Object pointing dataset rows:
• • •

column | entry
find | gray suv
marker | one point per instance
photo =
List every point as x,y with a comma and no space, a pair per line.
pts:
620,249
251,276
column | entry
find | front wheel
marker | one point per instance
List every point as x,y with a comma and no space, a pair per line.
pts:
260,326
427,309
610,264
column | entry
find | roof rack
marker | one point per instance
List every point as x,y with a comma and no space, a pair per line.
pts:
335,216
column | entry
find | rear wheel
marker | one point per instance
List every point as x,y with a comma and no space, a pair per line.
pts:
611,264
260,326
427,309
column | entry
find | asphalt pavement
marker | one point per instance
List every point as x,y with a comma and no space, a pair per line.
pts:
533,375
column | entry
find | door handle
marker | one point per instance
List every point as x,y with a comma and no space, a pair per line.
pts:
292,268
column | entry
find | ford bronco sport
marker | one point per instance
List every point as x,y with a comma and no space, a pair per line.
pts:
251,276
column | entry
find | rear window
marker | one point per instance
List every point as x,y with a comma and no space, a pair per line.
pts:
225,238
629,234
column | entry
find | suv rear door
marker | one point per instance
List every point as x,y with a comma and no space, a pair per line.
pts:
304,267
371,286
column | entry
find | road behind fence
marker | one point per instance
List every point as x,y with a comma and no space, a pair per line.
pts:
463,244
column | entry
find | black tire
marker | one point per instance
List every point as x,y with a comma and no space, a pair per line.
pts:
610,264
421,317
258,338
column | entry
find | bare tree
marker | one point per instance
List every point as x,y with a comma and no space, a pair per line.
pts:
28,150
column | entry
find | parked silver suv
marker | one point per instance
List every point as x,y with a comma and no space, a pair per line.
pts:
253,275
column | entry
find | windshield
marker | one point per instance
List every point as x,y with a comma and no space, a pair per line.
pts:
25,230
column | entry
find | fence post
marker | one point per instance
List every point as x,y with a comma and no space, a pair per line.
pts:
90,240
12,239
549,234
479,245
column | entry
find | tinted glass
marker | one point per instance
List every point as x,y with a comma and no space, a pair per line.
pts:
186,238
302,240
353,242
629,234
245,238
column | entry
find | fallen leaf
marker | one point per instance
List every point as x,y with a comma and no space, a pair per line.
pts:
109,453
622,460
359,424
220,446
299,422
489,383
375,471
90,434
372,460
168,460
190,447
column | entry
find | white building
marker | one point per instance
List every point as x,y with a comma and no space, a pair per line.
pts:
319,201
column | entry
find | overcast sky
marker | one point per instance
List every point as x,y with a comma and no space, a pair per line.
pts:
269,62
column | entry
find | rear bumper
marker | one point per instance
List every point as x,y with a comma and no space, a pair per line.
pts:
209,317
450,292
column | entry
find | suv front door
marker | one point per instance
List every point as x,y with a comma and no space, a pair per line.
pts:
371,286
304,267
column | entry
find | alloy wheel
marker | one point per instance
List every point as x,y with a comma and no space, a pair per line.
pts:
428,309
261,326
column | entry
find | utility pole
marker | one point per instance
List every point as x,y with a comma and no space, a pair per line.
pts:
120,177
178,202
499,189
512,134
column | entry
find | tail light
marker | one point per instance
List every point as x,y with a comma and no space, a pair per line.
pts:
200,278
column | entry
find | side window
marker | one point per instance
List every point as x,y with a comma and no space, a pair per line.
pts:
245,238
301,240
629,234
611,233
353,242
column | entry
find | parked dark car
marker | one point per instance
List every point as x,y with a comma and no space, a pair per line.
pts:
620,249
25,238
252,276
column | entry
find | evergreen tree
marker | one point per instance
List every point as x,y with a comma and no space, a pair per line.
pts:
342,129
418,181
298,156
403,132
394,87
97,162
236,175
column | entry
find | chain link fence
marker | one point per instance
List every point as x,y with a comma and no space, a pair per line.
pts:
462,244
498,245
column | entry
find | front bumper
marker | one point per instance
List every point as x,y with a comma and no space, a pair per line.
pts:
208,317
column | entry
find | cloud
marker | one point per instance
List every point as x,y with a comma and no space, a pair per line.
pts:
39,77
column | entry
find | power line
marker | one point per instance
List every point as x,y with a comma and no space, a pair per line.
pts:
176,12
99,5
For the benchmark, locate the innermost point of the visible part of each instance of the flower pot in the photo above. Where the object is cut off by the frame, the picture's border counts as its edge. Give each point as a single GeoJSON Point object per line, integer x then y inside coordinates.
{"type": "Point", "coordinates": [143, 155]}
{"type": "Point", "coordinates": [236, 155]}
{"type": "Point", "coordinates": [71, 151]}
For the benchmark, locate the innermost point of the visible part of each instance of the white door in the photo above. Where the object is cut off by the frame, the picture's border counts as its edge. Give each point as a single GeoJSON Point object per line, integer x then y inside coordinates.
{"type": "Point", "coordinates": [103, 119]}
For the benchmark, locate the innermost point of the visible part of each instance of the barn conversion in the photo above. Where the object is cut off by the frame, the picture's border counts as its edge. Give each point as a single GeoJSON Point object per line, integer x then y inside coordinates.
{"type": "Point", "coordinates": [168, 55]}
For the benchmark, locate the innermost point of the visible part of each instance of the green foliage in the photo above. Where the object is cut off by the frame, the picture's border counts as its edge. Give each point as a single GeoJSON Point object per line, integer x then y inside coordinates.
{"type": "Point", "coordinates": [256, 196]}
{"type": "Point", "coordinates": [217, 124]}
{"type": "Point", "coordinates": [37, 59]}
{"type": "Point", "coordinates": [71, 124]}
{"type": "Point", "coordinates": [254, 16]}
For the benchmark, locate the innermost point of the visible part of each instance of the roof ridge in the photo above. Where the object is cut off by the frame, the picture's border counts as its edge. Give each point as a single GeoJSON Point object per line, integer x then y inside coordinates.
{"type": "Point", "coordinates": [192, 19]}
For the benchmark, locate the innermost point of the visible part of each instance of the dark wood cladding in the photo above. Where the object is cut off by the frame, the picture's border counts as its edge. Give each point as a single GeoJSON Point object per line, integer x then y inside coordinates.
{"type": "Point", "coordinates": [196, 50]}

• • •

Exercise brief —
Every entry in the listing must be retyped exactly.

Worked solution —
column | entry
find | gray suv
marker | one point per instance
photo =
List every point as x,y with a comma and no space, a pair per line.
pts:
620,249
251,276
column | entry
find | front wheel
marker | one point per instance
List every point as x,y with a comma and no space, a pair per line.
pts:
260,326
427,309
610,264
column | entry
find | roof rack
marker | one point per instance
List every point as x,y with a comma and no space, a pair per line.
pts:
335,216
column | entry
find | rear wheel
marker | one point per instance
List every point as x,y with a comma and no space, a pair per line.
pts:
611,264
260,326
427,309
column | entry
find | asphalt pavement
marker | one point per instance
List every point as x,y with a comma and no space, a pair per line.
pts:
533,375
column | entry
find | door handle
marker | one point per instance
List every point as x,y with a comma and no space, a pair per line.
pts:
292,268
column | entry
find | ford bronco sport
marker | one point per instance
List every point as x,y with a comma and no space, a pair per line.
pts:
251,276
column | entry
find | rear window
marker | one point per instance
List every point as x,y with a comma and no space, a pair per line.
pts:
225,238
629,234
column | entry
find | suv rear door
marker | one point per instance
List every point as x,y with a comma and no space, a pair per line.
pts:
304,267
371,286
column | entry
find | road behind fence
marker | one point per instance
List every point as x,y with a comma and no space, a pair per line.
pts:
463,244
column | entry
find | black tire
marker | one point per instance
List every point as x,y with a comma and no space, a pair per line.
pts:
610,264
421,317
258,338
column | entry
find | bare tree
marker | one point per instance
List every point as x,y with a comma and no space, a pair per line.
pts:
28,150
column | entry
find | parked silver suv
marker | one point per instance
List every point as x,y with a comma and no space, a pair per line.
pts:
253,275
column | entry
find | windshield
marker | one point per instance
List every point as x,y with a comma and no space, a pair per line.
pts:
25,230
column | entry
find | fence post
marker | one point per instance
List every point as x,y with a comma and no space, a pair per line.
pts:
90,240
12,239
549,234
479,245
column | entry
find | tinted glass
marker | one point per instance
List every point as x,y with a comma and no space, a pair per line.
pts:
186,238
302,240
353,242
629,234
245,238
column | entry
find | fallen leaf
marker | one point per instance
List every point as x,y with a comma and no space, a pair per line.
pts:
109,453
622,460
359,424
220,446
299,422
489,383
375,471
90,434
372,460
168,460
190,447
column | entry
find | white building
marker | one point per instance
List every point as x,y with a comma and no space, a pair per line.
pts:
319,201
column | entry
find | overcast sky
marker | one point per instance
List every point as x,y with a comma and no space, a pair per line.
pts:
269,62
column | entry
find | rear bumper
marker | one point per instance
List every point as x,y with a comma and no space, a pair per line.
pts:
209,317
450,292
column | entry
find | suv front door
marker | one point per instance
List every point as x,y with a comma and no space, a pair per line.
pts:
371,286
304,267
column | entry
find | alloy wheel
marker | one point per instance
List every point as x,y with a comma and no space, a pair per line.
pts:
428,309
261,326
column | entry
find | utility pole
marker | one point per instance
List every point as x,y with a comma and no space, a pair per line.
pts:
120,177
178,202
499,189
512,134
column | entry
find | tail light
marker | one point per instance
List every point as x,y with a comma and no space, a pair per line.
pts:
200,278
column | entry
find | side window
marker | one point per instance
List every point as x,y with a comma and no space, a pair per line.
pts:
245,238
301,240
629,234
611,233
353,242
column | entry
find | parked dark car
marker | one point per instance
List every point as x,y with a comma and no space, a pair per line.
pts:
620,249
25,238
252,276
column | entry
find | evergreen tree
marker | one point per instance
List every point as x,y with a comma and no space, a pair per line.
pts:
342,129
418,181
298,156
403,132
394,87
97,162
236,175
column | entry
find | chain link fence
marker | one point per instance
List every point as x,y with a comma and no space, a pair per line.
pts:
462,244
498,245
column | entry
find | front bumper
marker | one point per instance
List every point as x,y with a comma and no space, a pair per line.
pts:
208,317
column | entry
find | cloud
marker | one point per instance
List every point as x,y with a comma and no space, a pair per line.
pts:
39,77
column | entry
find | power line
marker | one point per instance
List every point as x,y with a comma and no space, a pair per line.
pts:
176,12
99,5
For the benchmark, locate the innermost point of the visible part of each instance of the flower pot in the photo above. Where the object is cut off by the frame, the picture's border counts as its edge. Give each point as a single GeoJSON Point object per line, integer x then y inside coordinates.
{"type": "Point", "coordinates": [143, 155]}
{"type": "Point", "coordinates": [236, 155]}
{"type": "Point", "coordinates": [71, 151]}
For the benchmark, locate the innermost point of the visible part of each instance of the white door in the photo above. Where the object is cut off by the frame, the picture's border counts as its edge. Give each point as a single GeoJSON Point object per line, integer x then y inside coordinates.
{"type": "Point", "coordinates": [103, 119]}
For the benchmark, locate the innermost point of the visible part of each instance of the barn conversion in the photo above. Where the object is cut off by the frame, the picture's border counts as its edge. Give each point as a single GeoJSON Point object per line, integer x then y inside coordinates.
{"type": "Point", "coordinates": [168, 55]}
For the benchmark, locate the innermost point of the visible part of each instance of the green foliage in the photo above. Where the object is cut off by the frame, the picture's border counts as its edge. Give each point as a single GeoJSON Point object per line, integer x then y inside coordinates.
{"type": "Point", "coordinates": [256, 196]}
{"type": "Point", "coordinates": [217, 124]}
{"type": "Point", "coordinates": [37, 59]}
{"type": "Point", "coordinates": [71, 124]}
{"type": "Point", "coordinates": [254, 16]}
For the benchmark, locate the innermost point of the visible part of each instance of the roof ridge in the photo above. Where the object is cut off by the frame, the picture's border counts as its edge. Give each point as a single GeoJSON Point object per line, integer x then y inside coordinates.
{"type": "Point", "coordinates": [192, 19]}
For the benchmark, locate the innermost point of the visible part of each instance of the dark wood cladding in the photo above. Where the object is cut off by the frame, the picture's border counts as its edge. Give each point as a single GeoJSON Point object per line, integer x then y inside coordinates.
{"type": "Point", "coordinates": [196, 50]}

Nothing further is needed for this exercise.